▸ Exercise prompt: Copy each of the rows below verbatim, leaving nothing out and changing nothing.
>> begin Material provided
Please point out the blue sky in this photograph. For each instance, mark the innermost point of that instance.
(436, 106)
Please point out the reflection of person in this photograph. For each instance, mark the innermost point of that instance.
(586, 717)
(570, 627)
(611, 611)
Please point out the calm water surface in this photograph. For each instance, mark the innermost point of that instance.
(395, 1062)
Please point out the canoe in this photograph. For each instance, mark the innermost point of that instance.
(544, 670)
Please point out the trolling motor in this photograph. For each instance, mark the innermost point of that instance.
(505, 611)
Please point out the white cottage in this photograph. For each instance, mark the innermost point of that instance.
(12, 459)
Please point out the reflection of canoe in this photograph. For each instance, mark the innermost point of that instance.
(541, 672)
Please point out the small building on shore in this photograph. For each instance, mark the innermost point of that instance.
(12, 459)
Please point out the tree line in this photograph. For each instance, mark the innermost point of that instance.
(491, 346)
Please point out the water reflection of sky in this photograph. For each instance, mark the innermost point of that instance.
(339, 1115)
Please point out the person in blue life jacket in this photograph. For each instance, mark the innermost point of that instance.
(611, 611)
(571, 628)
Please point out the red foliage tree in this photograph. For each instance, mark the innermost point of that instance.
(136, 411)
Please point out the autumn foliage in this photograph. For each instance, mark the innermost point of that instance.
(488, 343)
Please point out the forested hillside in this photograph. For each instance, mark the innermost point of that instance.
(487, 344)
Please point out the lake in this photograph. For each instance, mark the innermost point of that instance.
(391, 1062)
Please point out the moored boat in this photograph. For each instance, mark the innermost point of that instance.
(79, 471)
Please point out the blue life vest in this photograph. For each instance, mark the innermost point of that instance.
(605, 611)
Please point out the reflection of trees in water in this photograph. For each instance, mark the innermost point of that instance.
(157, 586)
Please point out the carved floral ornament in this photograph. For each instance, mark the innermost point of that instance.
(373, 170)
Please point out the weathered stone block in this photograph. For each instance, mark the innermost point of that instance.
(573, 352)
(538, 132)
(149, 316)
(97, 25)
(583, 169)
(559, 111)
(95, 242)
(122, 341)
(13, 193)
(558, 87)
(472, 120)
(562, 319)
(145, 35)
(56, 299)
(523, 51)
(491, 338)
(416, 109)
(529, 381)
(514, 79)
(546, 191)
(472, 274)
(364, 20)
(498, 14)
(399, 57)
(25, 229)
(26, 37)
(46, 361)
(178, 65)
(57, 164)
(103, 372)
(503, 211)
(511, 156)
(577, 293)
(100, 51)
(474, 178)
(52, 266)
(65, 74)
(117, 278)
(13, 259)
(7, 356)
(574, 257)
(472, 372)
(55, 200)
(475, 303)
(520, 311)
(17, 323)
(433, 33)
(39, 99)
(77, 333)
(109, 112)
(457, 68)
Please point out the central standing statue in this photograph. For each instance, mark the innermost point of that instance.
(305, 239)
>> end Material provided
▸ Written solution:
Please point out the blue sky in this photograph. For each instance, mark the innermost point of that instance.
(436, 106)
Please point out the reflection of person in this photograph. For each instance, mark the innermost point of that instance.
(586, 717)
(570, 627)
(611, 611)
Please point out the calm water surface in this photograph. For each instance, mark the innermost point of that instance.
(395, 1062)
Please point out the canoe in this photograph. For each instance, mark the innermost point of that instance.
(544, 670)
Please point out the trolling motor in this photograph. For each instance, mark the innermost point of that instance.
(505, 611)
Please point out the white cottage in this photograph. For each instance, mark the innermost point of that instance.
(12, 459)
Please point out the reflection of canoe in this photograph. For each instance, mark the innermost point of that instance.
(541, 672)
Please point out the small building on shore in this photograph. For each instance, mark the innermost point of that instance.
(12, 459)
Please point out the tree line in this photograph. For each instance, mark the innermost point of that instance.
(491, 346)
Please point out the water reflection of sky in this photograph. For each instance, mark the innermost point of that instance.
(339, 1115)
Please point out the person in blue life jacket in this photograph. For each instance, mark the innermost point of that instance.
(611, 611)
(571, 628)
Please point out the red foliage tree in this photograph. For each instance, mark the innermost point of that instance.
(136, 411)
Please point out the autumn foliage in this photograph. For each instance, mark the innermost point of that instance.
(488, 343)
Please point out the forested hillside in this photograph. For each instance, mark the innermost point of that instance.
(487, 344)
Please point out the lake in this photograph. For each instance, mark the innermost point of that instance.
(391, 1062)
Please point out the moored boat in this photograph. For each instance, mark the innermost point of that instance.
(79, 471)
Please point out the blue life vest in this photograph. For each instance, mark the innermost point of that instance.
(605, 611)
Please point out the reflection of trees in water in this photograph. For each instance, mark the innermost point of that instance.
(157, 586)
Please point out the carved floral ornament in this photograph. For each instance, mark the innermost point of that instance.
(373, 170)
Please point out the weathered stone block in this photograph. For each instance, mark the innermost point of that instance.
(573, 352)
(538, 132)
(149, 316)
(97, 25)
(583, 169)
(559, 111)
(95, 242)
(122, 341)
(13, 193)
(558, 87)
(472, 120)
(562, 319)
(145, 35)
(56, 299)
(523, 51)
(491, 338)
(416, 109)
(529, 381)
(514, 79)
(546, 191)
(472, 274)
(364, 20)
(498, 14)
(399, 57)
(25, 229)
(26, 37)
(46, 361)
(178, 65)
(57, 164)
(103, 372)
(503, 211)
(511, 156)
(577, 293)
(100, 51)
(474, 178)
(52, 266)
(65, 74)
(117, 278)
(13, 259)
(7, 356)
(574, 257)
(472, 372)
(55, 200)
(475, 303)
(520, 311)
(17, 323)
(433, 33)
(39, 99)
(77, 333)
(109, 112)
(457, 68)
Please point out the central standing statue in this photograph. For each instance, mark the innermost point of that instance.
(305, 239)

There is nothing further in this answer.